Records in a dataset:
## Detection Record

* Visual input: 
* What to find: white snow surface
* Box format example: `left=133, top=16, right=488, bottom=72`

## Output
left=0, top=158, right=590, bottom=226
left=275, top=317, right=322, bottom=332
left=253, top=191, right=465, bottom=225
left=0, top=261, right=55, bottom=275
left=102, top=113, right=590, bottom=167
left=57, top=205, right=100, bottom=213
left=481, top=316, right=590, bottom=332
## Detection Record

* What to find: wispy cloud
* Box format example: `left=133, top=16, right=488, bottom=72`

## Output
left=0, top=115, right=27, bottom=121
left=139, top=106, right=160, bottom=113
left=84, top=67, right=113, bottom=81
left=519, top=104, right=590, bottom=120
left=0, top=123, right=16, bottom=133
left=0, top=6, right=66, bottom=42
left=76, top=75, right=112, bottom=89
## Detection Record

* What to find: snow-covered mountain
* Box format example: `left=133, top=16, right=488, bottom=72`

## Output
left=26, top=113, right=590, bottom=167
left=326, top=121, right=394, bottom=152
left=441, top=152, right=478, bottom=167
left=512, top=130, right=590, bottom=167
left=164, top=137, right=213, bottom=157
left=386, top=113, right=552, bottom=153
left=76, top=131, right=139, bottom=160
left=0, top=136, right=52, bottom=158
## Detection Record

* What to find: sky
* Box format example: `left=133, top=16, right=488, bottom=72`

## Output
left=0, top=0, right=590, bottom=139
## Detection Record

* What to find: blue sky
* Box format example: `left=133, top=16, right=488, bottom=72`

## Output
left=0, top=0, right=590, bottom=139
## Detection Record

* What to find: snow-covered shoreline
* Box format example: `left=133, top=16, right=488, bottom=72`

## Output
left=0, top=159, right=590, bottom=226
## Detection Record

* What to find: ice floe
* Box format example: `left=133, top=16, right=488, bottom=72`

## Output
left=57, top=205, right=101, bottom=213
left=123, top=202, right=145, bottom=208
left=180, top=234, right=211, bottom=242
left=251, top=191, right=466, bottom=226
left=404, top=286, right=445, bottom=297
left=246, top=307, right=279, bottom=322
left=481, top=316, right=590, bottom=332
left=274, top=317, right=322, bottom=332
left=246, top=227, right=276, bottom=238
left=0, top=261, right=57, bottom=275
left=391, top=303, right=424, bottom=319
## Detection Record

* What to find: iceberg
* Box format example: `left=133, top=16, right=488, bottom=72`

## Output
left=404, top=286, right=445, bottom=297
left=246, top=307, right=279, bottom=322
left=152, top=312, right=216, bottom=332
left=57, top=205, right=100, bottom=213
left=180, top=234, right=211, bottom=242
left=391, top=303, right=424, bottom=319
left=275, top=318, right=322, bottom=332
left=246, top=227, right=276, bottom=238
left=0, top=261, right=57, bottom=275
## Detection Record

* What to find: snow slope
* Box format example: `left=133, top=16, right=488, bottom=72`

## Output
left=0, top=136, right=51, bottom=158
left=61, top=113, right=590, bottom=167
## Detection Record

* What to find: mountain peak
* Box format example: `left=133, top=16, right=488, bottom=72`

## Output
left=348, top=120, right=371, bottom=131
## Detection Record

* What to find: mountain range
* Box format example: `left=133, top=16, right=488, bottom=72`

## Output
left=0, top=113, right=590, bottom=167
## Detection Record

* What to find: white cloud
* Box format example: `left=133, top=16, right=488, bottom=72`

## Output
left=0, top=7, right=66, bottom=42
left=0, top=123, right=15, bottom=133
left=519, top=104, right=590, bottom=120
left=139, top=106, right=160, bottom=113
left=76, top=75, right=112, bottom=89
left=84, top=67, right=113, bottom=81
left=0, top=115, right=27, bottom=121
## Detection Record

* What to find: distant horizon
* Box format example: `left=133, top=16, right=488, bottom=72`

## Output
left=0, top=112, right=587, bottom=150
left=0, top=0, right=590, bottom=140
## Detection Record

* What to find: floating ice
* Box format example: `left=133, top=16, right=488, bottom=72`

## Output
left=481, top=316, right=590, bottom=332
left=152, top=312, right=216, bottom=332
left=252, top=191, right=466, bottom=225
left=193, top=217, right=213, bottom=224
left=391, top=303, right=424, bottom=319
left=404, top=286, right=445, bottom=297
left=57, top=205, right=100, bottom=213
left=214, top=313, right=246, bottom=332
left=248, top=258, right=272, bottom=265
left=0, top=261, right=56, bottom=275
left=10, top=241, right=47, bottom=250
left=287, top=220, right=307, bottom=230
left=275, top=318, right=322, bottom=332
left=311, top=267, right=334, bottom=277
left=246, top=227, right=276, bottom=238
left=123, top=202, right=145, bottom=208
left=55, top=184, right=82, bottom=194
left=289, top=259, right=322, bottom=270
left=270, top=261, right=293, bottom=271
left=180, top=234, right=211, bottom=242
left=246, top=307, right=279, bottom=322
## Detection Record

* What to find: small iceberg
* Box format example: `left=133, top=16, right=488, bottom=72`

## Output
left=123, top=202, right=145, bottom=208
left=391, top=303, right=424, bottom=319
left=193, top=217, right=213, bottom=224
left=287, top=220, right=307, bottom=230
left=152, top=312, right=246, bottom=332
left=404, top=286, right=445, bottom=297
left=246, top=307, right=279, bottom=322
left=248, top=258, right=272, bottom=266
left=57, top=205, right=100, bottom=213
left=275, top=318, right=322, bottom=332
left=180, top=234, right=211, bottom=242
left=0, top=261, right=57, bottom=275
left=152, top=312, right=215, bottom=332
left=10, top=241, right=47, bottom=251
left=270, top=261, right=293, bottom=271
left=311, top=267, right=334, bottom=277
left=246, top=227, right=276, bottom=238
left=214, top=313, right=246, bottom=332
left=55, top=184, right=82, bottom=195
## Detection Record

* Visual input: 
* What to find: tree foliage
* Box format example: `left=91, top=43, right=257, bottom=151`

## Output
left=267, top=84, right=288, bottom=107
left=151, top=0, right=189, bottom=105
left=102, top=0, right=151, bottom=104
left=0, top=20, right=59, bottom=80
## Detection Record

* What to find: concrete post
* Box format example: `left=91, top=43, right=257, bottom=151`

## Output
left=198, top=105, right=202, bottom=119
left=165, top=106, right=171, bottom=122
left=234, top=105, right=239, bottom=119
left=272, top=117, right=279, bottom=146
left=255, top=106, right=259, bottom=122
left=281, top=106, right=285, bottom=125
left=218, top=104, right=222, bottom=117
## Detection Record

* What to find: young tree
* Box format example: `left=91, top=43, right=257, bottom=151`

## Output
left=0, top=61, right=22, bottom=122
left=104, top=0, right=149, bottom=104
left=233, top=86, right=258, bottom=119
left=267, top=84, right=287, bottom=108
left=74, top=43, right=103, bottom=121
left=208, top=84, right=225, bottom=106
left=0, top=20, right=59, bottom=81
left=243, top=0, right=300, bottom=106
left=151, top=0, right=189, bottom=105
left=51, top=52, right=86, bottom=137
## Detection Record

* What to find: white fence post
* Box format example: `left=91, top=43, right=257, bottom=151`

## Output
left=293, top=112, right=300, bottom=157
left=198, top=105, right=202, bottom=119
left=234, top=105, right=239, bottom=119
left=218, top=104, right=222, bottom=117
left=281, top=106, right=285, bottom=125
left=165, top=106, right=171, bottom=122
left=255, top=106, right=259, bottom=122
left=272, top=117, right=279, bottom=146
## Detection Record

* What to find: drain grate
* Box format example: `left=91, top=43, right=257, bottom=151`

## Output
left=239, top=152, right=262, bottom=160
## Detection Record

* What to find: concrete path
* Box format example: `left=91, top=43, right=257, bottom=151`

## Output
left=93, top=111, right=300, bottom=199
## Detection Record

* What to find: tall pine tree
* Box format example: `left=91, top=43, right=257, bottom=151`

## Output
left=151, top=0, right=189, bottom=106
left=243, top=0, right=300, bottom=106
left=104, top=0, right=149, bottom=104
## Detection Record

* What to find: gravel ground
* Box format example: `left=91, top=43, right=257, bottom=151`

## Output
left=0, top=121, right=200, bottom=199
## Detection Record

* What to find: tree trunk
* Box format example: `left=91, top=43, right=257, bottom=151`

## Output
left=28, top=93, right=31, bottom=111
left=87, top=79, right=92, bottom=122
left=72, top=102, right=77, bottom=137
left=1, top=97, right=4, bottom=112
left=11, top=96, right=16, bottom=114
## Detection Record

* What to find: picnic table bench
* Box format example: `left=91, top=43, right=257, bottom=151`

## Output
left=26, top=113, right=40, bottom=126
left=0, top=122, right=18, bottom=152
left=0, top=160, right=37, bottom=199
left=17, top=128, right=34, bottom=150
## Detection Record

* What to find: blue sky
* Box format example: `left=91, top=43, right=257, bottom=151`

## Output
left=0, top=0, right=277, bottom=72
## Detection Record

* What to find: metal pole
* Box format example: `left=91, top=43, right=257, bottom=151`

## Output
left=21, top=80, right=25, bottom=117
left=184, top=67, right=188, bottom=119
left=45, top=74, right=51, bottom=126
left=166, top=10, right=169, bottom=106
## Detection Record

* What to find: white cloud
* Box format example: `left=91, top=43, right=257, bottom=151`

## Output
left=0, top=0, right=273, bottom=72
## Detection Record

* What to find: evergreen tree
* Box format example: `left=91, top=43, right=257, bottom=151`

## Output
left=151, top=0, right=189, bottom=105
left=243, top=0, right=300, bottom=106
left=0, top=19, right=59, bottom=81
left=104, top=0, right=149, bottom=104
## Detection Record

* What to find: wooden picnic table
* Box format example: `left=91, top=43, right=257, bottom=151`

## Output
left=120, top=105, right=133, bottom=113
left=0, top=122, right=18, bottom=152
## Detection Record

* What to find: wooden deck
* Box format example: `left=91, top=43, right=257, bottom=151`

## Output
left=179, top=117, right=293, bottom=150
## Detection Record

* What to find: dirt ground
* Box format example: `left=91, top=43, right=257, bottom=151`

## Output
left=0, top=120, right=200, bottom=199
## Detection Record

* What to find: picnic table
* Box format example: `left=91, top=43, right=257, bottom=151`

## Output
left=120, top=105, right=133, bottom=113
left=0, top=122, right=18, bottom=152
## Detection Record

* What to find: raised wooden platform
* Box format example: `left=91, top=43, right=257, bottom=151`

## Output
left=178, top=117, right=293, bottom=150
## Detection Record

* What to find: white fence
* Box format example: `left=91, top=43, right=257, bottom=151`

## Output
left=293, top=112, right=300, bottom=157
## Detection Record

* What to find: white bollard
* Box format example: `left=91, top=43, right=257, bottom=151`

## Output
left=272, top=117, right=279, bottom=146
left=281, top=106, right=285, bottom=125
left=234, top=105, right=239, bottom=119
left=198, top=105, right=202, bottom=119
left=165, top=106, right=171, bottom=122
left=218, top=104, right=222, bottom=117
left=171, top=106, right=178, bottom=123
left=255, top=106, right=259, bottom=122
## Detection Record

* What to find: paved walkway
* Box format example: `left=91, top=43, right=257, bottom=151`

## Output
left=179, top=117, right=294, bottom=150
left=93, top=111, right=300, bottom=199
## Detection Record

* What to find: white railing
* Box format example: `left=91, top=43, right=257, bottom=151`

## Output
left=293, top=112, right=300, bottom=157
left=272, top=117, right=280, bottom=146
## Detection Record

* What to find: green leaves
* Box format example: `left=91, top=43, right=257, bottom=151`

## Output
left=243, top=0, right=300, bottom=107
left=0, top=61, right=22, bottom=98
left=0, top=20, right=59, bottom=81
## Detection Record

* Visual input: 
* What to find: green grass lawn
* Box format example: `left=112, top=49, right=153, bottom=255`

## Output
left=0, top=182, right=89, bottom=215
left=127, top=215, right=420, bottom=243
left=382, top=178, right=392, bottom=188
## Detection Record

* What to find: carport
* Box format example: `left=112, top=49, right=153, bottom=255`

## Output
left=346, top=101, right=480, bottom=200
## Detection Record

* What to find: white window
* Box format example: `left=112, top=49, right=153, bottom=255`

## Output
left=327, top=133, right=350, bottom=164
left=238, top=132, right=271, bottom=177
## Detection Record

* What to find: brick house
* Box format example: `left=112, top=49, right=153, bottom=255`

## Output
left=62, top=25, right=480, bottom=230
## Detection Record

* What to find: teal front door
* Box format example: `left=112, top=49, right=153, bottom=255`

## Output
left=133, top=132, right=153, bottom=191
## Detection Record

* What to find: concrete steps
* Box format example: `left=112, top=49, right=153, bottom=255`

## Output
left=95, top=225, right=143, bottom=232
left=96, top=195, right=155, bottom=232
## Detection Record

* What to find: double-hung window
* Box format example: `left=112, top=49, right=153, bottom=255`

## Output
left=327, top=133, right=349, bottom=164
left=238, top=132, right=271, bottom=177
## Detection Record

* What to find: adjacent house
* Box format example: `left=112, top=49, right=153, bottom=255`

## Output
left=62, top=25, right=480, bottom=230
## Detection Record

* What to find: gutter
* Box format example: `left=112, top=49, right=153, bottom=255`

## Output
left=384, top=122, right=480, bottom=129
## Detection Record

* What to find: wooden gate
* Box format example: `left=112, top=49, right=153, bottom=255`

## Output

> _Written exercise_
Find every line in the records above that contains the string "covered" and copy each one. The match is case-sensitive.

> _Answer to this problem_
* What to find: snow-covered mountain
* What to find: snow-covered shoreline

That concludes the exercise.